_PROBLEM DETAILS_
Would you copy out each line of the records below that includes the word "cross"?

_PROVIDED DATA_
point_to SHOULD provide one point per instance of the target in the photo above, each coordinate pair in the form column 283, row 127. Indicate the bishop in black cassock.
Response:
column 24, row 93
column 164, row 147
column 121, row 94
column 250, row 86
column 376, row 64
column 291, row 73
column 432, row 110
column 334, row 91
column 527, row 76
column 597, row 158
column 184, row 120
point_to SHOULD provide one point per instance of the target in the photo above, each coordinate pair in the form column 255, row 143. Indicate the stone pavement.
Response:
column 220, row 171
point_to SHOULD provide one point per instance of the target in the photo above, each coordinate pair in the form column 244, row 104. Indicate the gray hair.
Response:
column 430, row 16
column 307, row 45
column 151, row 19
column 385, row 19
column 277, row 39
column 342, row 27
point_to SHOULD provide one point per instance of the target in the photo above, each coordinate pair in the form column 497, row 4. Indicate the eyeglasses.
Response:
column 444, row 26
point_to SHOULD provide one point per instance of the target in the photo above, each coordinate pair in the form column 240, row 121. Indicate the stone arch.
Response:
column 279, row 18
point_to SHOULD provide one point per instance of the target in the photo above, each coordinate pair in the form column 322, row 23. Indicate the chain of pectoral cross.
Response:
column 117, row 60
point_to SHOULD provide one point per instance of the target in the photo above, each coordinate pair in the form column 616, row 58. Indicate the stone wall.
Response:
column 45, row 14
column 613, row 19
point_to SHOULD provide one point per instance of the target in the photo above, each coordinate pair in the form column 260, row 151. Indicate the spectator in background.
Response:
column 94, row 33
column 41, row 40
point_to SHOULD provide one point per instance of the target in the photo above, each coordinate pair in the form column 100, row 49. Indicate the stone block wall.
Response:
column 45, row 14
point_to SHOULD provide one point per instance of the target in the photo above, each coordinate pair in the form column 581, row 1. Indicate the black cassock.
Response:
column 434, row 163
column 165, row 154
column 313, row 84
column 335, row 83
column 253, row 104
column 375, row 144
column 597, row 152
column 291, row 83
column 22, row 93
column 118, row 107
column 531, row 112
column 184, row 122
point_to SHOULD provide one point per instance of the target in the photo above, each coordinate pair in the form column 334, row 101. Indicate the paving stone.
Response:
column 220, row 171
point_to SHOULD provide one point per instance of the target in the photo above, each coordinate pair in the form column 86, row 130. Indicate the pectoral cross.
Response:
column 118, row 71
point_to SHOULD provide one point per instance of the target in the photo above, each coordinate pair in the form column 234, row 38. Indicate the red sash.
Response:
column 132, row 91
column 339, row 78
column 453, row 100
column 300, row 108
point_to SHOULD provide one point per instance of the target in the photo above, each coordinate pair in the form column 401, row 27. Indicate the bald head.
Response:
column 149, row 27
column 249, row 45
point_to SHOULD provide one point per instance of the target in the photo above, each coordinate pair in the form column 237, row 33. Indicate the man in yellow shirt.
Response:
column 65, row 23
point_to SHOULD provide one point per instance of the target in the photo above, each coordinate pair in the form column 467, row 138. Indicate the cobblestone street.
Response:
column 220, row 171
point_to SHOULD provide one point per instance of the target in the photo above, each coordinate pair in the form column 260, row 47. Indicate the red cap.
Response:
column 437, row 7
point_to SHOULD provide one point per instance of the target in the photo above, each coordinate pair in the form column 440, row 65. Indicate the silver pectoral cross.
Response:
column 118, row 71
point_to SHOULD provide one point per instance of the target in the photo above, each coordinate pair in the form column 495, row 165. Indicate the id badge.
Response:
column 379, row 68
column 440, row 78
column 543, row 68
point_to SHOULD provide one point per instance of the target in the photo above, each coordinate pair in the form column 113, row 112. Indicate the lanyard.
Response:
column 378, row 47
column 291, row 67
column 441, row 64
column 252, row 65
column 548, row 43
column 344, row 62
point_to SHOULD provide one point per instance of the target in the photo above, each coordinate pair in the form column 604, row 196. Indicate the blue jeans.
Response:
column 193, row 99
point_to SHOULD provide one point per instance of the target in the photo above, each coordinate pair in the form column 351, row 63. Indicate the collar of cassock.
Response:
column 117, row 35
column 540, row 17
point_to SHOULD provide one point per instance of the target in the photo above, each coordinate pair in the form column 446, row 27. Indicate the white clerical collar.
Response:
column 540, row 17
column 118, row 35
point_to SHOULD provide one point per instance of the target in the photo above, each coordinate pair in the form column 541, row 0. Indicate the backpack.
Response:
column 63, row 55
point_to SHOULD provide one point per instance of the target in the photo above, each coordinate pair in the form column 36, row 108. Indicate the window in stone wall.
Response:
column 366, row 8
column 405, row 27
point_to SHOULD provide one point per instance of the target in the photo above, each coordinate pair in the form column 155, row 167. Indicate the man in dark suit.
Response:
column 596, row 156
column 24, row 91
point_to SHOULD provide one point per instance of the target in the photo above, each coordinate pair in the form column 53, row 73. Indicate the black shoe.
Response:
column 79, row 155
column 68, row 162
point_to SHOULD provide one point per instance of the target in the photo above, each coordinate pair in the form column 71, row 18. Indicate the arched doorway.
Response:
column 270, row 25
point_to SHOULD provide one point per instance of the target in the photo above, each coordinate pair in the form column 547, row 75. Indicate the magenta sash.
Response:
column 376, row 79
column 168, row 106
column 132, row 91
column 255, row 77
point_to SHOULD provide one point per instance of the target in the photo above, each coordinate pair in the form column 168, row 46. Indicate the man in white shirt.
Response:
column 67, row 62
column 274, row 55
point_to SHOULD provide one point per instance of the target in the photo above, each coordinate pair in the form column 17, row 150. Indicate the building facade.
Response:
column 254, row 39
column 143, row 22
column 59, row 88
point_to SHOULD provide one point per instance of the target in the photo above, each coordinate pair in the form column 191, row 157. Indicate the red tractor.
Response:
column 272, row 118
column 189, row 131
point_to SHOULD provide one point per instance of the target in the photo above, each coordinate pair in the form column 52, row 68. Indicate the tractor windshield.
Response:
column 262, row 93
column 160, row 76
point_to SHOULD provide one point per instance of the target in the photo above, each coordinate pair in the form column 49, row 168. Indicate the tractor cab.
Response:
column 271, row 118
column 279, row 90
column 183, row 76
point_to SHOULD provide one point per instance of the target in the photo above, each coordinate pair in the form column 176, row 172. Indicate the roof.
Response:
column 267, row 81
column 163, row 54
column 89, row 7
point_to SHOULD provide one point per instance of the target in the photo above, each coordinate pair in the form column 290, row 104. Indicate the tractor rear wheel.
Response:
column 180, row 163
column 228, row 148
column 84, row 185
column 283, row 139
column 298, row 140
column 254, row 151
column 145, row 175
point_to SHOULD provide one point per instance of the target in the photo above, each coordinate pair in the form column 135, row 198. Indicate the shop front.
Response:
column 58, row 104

_OUTPUT OF THE TASK_
point_to SHOULD provide one point per instance of the target in the photo above, each coordinate pair in the form column 322, row 23. Indicate the chain of pectoral cross.
point_to SHOULD provide one point per instance of the target in the photo above, each coordinate pair in the form column 86, row 130. Indicate the pectoral cross.
point_to SHOULD provide one point per instance of the target in the photo above, each coordinate pair in the form column 440, row 65. Indicate the silver pectoral cross.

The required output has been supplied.